* _TEXTE FOURNI_
J’ai commencé à aimer les textes courts quand j’étais professeure et que je n’avais pas beaucoup de temps pour l’écriture. C’est là que j’ai commencé mon exploration du genre bref. J’aime capter des moments de vie, des essences de personnages, des petits récits qui permettent de donner une idée de la vie, des sentiments, des émotions, des choses qui se produisent. Le roman demande un certain souffle, tandis que pour la nouvelle, c’est davantage des images, des vignettes.
« La mère disait souvent, en riant, n’avoir que ses seins qui lui appartiennent véritablement. Aussi se faisait-elle une gloire de les afficher. D’une grosseur désarmante, ils se promenaient tels des projectiles, toujours prêts à fendre la lumière du jour et de la nuit. La fille croyait qu’ils avaient une âme, un souffle, et craignait de les voir s’animer au moindre sursaut. Il ne fallait pas les contredire, pensait-elle, car on ne savait jamais quelles vagues ils soulèveraient. »
Extrait du livre Body Scan de Claudine Potvin
Comment définiriez-vous votre écriture ?
Mon écriture est expérimentale en partie. Je déborde toujours du côté lyrique, du côté métaphorique, du côté de l’image. Je prends des libertés du côté poétique. Mon écriture narrative n’est pas réglée, j’élimine la ponctuation, je mélange les voix narratives, je joue avec la notion de la chute.
Que pensez-vous de la représentation du corps des femmes dans la société ?

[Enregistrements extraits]
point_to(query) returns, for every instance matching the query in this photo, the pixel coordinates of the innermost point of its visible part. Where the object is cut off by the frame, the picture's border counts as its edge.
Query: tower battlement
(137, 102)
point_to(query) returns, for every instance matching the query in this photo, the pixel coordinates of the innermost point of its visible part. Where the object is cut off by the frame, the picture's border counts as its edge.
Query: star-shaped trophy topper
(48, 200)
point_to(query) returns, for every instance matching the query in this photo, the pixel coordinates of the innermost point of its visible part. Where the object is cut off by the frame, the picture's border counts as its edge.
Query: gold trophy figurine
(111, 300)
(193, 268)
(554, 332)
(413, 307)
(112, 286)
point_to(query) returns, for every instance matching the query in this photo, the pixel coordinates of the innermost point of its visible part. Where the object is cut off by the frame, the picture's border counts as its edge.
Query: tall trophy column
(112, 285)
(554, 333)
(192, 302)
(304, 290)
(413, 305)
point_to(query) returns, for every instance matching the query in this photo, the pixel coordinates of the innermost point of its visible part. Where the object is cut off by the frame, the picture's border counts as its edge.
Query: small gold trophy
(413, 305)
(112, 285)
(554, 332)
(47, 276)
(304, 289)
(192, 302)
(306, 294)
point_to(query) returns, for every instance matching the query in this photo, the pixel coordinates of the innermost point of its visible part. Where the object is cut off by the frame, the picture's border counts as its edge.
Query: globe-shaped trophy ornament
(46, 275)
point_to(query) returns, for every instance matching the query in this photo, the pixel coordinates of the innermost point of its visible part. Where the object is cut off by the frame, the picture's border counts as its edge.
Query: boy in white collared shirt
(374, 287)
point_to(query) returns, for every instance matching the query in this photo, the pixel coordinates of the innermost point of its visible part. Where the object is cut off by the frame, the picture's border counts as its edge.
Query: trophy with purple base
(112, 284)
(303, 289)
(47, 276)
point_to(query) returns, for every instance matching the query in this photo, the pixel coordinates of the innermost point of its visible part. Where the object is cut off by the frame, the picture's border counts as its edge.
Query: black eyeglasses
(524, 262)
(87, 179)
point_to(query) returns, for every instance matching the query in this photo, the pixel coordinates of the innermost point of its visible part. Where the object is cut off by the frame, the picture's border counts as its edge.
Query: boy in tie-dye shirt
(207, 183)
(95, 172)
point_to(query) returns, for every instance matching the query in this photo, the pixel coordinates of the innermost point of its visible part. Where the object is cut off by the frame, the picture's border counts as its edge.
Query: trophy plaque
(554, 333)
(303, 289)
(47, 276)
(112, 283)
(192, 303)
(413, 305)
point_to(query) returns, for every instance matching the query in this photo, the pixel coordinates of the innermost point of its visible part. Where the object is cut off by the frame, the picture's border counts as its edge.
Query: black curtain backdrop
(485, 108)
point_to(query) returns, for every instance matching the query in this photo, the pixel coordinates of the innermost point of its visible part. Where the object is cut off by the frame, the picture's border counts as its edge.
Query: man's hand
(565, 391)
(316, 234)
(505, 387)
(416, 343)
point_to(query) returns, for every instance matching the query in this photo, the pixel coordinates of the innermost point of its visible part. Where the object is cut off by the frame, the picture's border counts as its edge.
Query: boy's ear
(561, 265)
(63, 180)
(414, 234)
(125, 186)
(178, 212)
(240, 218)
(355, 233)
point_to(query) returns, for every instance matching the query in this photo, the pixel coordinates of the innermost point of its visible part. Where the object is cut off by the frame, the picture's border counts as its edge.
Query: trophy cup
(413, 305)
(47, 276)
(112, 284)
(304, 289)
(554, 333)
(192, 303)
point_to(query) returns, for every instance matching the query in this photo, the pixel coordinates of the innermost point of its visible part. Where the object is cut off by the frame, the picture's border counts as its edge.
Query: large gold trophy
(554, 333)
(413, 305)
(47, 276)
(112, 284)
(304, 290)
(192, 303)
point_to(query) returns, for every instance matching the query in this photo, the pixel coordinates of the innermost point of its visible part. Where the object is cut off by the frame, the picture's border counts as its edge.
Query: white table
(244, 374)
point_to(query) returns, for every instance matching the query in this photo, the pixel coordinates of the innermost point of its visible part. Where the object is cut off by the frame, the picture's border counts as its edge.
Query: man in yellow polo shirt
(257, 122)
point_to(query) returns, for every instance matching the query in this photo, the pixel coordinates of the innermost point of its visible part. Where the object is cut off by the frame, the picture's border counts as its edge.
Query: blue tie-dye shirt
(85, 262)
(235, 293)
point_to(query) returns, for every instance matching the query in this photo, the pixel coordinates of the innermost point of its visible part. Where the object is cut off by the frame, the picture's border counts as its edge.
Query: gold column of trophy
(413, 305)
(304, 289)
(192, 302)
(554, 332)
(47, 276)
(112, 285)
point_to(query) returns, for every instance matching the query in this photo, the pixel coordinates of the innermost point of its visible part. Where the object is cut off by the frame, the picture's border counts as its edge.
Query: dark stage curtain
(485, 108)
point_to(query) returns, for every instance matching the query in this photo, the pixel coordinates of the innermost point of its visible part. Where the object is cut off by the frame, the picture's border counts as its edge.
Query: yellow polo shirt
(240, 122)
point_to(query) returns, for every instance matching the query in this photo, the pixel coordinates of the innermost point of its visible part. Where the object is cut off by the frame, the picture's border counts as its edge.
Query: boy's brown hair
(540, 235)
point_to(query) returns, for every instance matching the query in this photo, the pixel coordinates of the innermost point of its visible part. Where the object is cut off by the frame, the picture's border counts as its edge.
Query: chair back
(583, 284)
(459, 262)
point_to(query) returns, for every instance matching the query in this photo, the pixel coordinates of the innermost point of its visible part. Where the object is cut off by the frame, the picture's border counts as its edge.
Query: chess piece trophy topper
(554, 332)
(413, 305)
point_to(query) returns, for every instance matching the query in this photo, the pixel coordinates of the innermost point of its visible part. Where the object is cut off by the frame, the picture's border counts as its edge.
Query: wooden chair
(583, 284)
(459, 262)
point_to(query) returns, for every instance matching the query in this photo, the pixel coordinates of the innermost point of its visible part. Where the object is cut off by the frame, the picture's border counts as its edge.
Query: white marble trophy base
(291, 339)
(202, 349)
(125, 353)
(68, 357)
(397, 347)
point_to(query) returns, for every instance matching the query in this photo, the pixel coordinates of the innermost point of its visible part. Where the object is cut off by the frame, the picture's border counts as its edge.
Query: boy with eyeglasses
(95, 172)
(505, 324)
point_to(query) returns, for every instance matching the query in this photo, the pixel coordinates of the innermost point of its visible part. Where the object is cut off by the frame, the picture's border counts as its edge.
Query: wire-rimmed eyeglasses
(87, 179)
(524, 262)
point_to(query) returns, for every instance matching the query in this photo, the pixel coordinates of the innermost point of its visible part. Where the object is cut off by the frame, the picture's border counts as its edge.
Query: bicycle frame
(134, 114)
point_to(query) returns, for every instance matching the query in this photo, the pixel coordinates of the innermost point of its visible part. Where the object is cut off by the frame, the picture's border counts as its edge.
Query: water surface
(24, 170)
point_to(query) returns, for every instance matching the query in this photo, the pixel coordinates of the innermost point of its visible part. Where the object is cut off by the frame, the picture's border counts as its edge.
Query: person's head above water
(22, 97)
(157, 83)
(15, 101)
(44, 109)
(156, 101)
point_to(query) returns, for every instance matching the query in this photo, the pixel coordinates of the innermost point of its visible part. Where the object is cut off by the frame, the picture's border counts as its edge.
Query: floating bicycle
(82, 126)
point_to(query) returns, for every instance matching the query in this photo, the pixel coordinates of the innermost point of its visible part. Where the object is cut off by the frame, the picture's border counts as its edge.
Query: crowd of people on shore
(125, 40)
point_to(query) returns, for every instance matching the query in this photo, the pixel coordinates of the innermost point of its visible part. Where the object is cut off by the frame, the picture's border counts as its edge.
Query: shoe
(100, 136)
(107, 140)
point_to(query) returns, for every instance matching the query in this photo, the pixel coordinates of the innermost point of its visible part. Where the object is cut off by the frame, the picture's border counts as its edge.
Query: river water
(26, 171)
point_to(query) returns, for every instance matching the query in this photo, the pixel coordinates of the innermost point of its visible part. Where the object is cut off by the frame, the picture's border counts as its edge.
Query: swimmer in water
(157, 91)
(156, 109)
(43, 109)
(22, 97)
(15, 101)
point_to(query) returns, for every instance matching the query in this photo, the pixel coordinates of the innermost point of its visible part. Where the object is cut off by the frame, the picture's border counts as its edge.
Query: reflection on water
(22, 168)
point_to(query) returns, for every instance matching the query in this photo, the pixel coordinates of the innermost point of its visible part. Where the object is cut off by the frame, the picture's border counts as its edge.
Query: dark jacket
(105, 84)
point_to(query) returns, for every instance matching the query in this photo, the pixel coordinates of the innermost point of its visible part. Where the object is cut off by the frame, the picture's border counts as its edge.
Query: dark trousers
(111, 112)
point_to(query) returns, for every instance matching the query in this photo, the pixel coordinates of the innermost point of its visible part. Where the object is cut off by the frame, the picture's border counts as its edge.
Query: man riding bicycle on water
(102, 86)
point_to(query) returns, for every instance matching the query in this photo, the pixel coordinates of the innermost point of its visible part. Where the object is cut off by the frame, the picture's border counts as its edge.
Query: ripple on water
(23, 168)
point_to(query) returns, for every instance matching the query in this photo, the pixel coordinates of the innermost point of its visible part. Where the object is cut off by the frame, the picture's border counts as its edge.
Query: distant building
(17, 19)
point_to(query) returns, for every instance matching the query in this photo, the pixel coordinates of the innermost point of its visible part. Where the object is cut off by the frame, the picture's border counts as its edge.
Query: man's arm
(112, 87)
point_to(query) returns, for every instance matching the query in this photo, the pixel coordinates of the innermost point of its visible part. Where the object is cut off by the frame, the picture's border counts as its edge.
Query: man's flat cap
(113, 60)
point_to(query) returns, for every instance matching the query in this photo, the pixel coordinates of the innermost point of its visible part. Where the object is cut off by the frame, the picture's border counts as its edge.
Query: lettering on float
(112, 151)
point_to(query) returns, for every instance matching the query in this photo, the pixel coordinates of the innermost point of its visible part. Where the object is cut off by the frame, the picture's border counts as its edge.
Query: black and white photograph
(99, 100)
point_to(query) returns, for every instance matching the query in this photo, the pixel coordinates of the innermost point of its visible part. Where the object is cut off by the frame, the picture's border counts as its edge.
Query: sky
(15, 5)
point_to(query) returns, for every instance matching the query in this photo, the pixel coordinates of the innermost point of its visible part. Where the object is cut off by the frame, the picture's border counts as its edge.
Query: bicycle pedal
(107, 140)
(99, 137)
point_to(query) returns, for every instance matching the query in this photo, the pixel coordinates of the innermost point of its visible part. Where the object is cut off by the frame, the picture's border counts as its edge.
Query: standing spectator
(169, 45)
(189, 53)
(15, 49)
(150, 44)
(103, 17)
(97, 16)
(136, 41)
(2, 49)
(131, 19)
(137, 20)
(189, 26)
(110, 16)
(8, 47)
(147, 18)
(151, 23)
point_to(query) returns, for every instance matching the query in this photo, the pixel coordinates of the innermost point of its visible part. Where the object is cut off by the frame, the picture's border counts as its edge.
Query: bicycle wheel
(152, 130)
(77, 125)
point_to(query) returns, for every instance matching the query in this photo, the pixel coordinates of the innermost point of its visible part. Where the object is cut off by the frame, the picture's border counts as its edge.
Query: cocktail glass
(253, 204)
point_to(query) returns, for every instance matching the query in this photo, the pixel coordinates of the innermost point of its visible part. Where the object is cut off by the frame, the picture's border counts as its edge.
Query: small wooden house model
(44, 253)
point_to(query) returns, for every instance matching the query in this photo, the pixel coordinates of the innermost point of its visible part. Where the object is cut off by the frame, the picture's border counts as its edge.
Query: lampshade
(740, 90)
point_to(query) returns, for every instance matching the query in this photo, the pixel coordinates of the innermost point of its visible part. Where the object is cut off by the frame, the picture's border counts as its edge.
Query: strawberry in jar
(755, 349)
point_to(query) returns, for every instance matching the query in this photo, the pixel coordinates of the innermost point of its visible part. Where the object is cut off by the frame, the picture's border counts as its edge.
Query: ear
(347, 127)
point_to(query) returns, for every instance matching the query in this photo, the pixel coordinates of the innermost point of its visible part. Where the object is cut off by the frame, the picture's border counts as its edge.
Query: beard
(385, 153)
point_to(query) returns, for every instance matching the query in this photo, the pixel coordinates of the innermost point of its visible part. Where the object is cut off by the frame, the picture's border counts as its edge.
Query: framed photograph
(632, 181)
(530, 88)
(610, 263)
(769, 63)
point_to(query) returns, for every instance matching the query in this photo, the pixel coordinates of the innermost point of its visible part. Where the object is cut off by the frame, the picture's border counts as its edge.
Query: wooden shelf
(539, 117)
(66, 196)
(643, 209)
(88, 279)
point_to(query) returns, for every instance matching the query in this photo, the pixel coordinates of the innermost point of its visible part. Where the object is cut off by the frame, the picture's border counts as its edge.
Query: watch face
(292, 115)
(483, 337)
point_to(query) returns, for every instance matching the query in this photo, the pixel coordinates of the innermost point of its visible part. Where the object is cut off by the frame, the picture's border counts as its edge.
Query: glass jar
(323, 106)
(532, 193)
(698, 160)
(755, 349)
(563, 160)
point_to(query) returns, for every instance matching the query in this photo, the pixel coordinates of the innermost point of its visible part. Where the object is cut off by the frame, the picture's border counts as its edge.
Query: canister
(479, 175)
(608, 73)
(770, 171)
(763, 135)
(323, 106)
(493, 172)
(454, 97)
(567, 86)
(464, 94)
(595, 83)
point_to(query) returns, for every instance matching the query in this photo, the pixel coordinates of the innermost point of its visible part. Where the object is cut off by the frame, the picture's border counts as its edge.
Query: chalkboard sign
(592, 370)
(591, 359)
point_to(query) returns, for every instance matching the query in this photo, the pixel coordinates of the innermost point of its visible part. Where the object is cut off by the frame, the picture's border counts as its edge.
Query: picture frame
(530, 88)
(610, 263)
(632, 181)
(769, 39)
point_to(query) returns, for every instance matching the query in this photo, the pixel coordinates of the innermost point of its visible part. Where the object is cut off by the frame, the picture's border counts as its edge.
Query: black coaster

* _QUESTIONS_
1. Recopiez fidèlement le passage de l'entretien sur l'écriture qui commence aux mots « Mon écriture est » et s'arrête après les mots « de la chute. ».
2. D'après l'entretien sur l'écriture, à quel moment l'autrice a-t-elle commencé à aimer les textes courts ?

* _RÉPONSES_
1.
Mon écriture est expérimentale en partie. Je déborde toujours du côté lyrique, du côté métaphorique, du côté de l’image. Je prends des libertés du côté poétique. Mon écriture narrative n’est pas réglée, j’élimine la ponctuation, je mélange les voix narratives, je joue avec la notion de la chute.

2. Quand elle était professeure et qu'elle n'avait pas beaucoup de temps pour l'écriture.